Cuenta cuántas líneas de los datos de abajo contienen la cadena "orange", distinguiendo entre mayúsculas y minúsculas. Escribe únicamente el número.

┌──

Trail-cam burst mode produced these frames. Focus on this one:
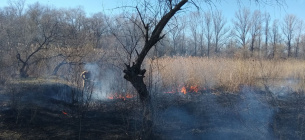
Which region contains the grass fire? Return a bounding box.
[0,0,305,140]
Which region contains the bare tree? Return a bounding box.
[264,12,271,57]
[233,8,251,57]
[271,19,281,58]
[16,3,58,78]
[203,12,213,57]
[116,0,188,139]
[282,15,297,57]
[213,11,229,54]
[189,11,202,56]
[295,20,304,57]
[250,11,261,56]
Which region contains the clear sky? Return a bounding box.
[0,0,305,21]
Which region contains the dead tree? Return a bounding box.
[123,0,188,139]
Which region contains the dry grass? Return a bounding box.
[150,57,305,92]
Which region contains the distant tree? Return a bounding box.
[203,11,213,57]
[233,8,251,57]
[271,19,281,58]
[282,15,297,57]
[189,12,203,56]
[16,3,59,78]
[295,20,304,57]
[250,11,262,56]
[213,11,229,54]
[263,12,271,57]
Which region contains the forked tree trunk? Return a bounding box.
[123,0,188,139]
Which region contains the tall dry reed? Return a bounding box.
[148,57,305,92]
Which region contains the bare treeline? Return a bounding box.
[0,1,305,79]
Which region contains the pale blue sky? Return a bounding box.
[0,0,305,21]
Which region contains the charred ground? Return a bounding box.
[0,79,305,139]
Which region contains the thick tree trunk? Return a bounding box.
[124,65,153,139]
[123,0,188,139]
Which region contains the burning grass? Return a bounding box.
[150,57,305,92]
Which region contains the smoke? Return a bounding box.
[84,63,120,100]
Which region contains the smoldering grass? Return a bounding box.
[147,56,305,92]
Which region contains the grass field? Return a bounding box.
[150,57,305,92]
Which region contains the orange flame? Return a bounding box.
[190,86,199,93]
[107,93,134,101]
[61,111,68,115]
[181,87,187,94]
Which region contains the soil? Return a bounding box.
[0,84,305,140]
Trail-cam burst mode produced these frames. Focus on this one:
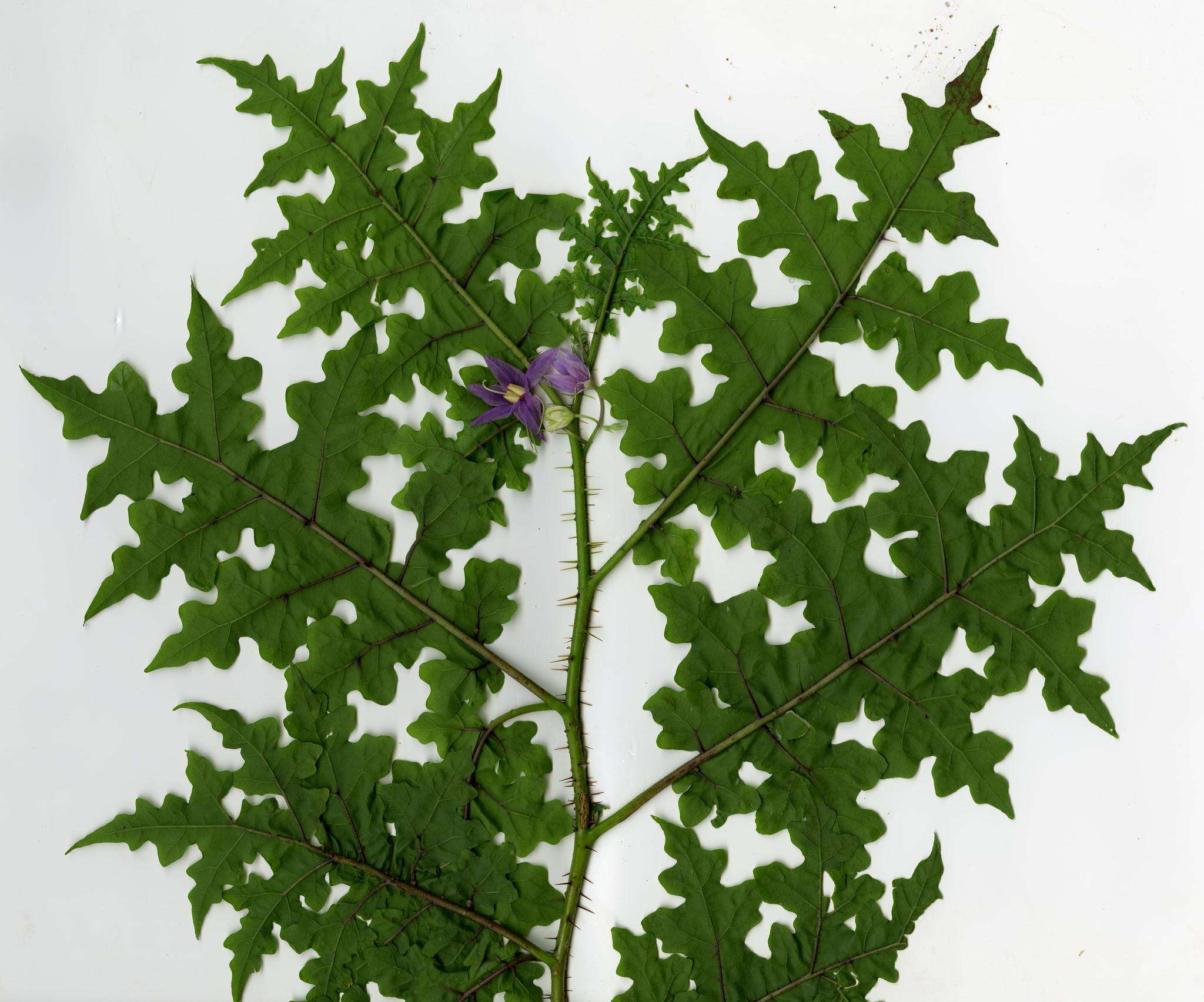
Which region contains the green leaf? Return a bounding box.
[847,254,1042,390]
[631,522,698,585]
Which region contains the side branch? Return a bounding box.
[91,418,565,715]
[754,940,907,1002]
[230,823,554,965]
[594,86,977,584]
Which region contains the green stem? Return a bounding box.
[551,423,595,1002]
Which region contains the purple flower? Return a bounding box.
[541,348,590,397]
[469,348,590,441]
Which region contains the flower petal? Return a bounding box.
[472,404,518,425]
[485,355,526,386]
[514,393,543,441]
[526,348,565,390]
[544,348,590,396]
[469,383,509,407]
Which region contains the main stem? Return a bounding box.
[551,397,594,1002]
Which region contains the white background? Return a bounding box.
[0,0,1204,1002]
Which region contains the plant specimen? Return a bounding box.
[29,25,1174,1002]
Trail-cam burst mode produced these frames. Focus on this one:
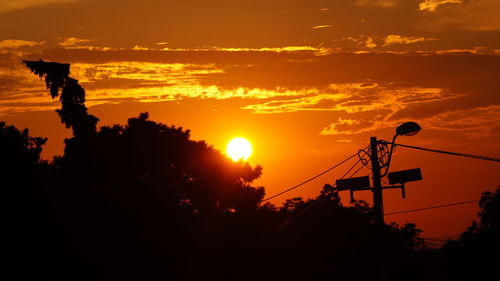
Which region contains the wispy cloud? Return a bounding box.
[313,24,332,29]
[418,0,462,12]
[0,39,45,49]
[384,34,437,46]
[355,0,399,8]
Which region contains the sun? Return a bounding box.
[226,138,252,161]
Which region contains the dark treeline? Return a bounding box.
[0,61,500,280]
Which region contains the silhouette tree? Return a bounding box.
[24,60,99,137]
[434,187,500,280]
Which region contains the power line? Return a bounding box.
[383,141,500,162]
[274,159,364,232]
[262,153,358,202]
[384,200,479,216]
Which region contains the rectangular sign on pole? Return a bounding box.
[335,176,370,191]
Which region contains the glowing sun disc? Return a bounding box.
[226,138,252,161]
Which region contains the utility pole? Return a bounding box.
[370,137,384,226]
[335,122,422,281]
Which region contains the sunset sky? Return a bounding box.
[0,0,500,238]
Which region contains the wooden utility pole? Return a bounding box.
[370,137,384,226]
[370,137,385,281]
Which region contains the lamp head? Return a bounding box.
[396,122,422,136]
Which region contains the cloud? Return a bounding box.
[313,24,332,29]
[59,37,91,48]
[0,0,81,14]
[320,118,376,135]
[0,46,500,138]
[384,34,437,46]
[418,0,462,12]
[355,0,400,8]
[419,0,500,31]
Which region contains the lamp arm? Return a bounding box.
[380,134,398,177]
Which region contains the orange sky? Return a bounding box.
[0,0,500,237]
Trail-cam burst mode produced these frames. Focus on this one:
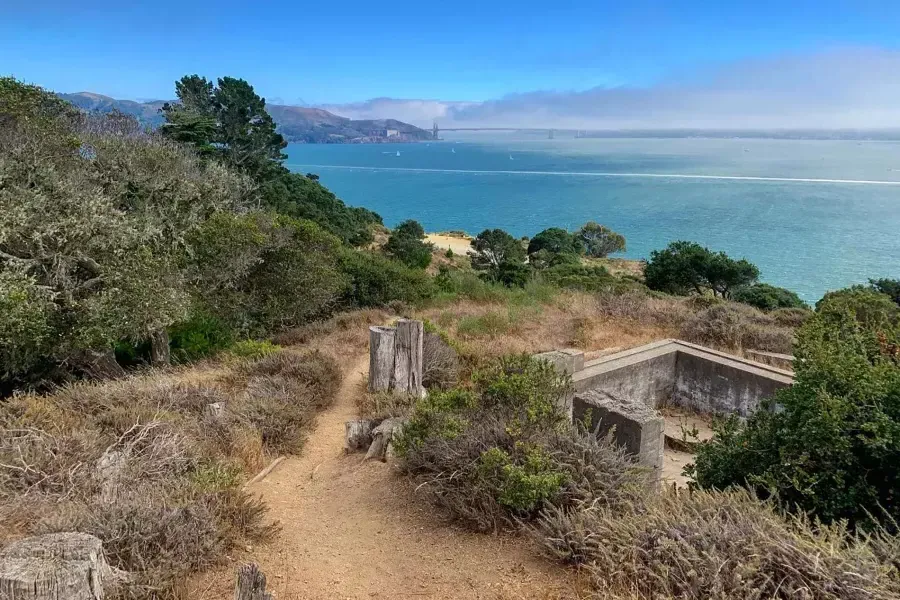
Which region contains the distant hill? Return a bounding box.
[58,92,431,144]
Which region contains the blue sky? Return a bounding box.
[0,0,900,105]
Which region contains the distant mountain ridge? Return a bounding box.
[57,92,432,144]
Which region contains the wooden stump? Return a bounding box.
[234,563,272,600]
[392,319,425,398]
[0,533,120,600]
[365,417,406,462]
[344,419,373,452]
[369,326,394,392]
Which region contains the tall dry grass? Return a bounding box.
[0,349,341,598]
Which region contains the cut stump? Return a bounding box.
[0,533,121,600]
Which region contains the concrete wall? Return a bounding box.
[572,390,666,479]
[572,340,793,417]
[670,349,793,417]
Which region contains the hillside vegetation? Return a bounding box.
[0,76,900,600]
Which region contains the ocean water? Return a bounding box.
[287,137,900,302]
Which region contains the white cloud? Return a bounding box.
[312,48,900,129]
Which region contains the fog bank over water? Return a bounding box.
[323,48,900,129]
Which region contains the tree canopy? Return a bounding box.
[575,221,625,258]
[644,241,759,298]
[384,219,434,269]
[161,75,287,179]
[469,229,525,280]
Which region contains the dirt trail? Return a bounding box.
[192,356,575,600]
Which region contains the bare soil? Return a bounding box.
[184,355,581,600]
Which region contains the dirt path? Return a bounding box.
[191,356,576,600]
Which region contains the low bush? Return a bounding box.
[398,356,646,531]
[695,289,900,527]
[340,250,435,308]
[228,340,280,358]
[534,492,900,600]
[731,283,807,311]
[681,303,794,354]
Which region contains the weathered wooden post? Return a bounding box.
[369,326,394,392]
[0,533,121,600]
[391,319,425,398]
[234,563,272,600]
[369,319,425,397]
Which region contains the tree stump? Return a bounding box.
[365,417,406,462]
[344,419,373,452]
[369,326,394,392]
[234,563,272,600]
[392,319,425,398]
[0,533,119,600]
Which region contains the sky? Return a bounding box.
[0,0,900,128]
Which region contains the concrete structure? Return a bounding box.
[536,340,794,480]
[572,390,666,472]
[572,340,794,417]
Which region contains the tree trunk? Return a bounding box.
[0,533,120,600]
[150,327,170,367]
[392,319,425,398]
[234,563,272,600]
[369,326,394,392]
[72,348,125,379]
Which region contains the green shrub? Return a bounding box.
[731,283,807,311]
[695,288,900,525]
[340,250,435,308]
[384,220,434,269]
[228,340,281,359]
[169,311,234,362]
[541,263,614,292]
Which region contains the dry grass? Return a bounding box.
[534,491,900,600]
[0,349,341,598]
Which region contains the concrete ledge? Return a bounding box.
[572,340,794,417]
[572,390,666,476]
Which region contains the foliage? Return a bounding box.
[731,283,807,311]
[169,310,234,362]
[695,287,900,525]
[191,212,347,335]
[469,229,525,285]
[528,227,584,268]
[869,279,900,305]
[575,221,625,258]
[228,340,281,359]
[644,241,759,298]
[259,172,381,246]
[384,220,434,269]
[534,491,900,600]
[0,80,249,380]
[541,263,613,292]
[160,75,287,180]
[398,356,645,530]
[339,250,435,308]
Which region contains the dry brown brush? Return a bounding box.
[532,491,900,600]
[0,350,341,598]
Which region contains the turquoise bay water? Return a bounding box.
[287,133,900,301]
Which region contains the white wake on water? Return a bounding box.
[286,163,900,185]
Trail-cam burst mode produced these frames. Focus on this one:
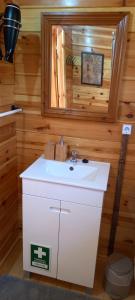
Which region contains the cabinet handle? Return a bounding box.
[61,208,71,214]
[49,206,60,213]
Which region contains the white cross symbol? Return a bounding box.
[34,247,46,258]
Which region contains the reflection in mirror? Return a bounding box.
[42,12,128,122]
[51,25,116,112]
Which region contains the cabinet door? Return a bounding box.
[23,195,60,277]
[57,202,101,287]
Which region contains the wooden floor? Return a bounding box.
[0,242,135,300]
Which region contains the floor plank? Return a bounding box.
[0,240,135,300]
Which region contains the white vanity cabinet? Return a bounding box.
[20,157,110,288]
[23,179,103,287]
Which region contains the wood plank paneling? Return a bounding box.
[16,0,123,8]
[125,0,135,6]
[0,117,18,265]
[0,0,135,255]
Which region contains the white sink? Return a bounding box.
[20,156,110,191]
[45,160,98,180]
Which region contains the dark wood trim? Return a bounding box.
[108,135,129,255]
[41,12,128,122]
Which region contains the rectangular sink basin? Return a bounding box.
[20,156,110,191]
[46,160,98,180]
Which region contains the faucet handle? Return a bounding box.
[70,150,78,162]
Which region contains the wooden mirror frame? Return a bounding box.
[41,12,129,122]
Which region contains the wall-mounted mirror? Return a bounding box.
[42,12,128,122]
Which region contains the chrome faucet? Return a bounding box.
[70,150,78,163]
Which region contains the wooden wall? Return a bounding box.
[0,2,18,265]
[0,117,18,265]
[0,0,135,255]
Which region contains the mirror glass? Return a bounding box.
[41,12,128,122]
[50,25,116,112]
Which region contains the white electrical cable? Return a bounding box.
[0,108,22,118]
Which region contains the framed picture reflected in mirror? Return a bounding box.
[81,52,104,86]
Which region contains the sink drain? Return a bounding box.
[69,167,74,171]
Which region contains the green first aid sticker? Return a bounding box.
[31,244,50,271]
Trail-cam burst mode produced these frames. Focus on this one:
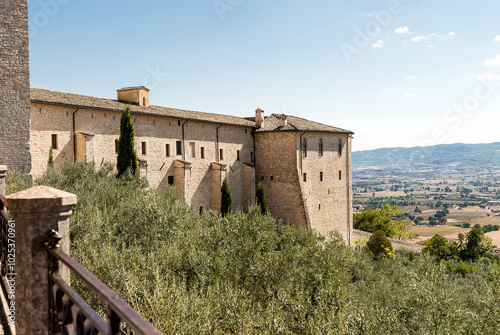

└──

### Respuesta
2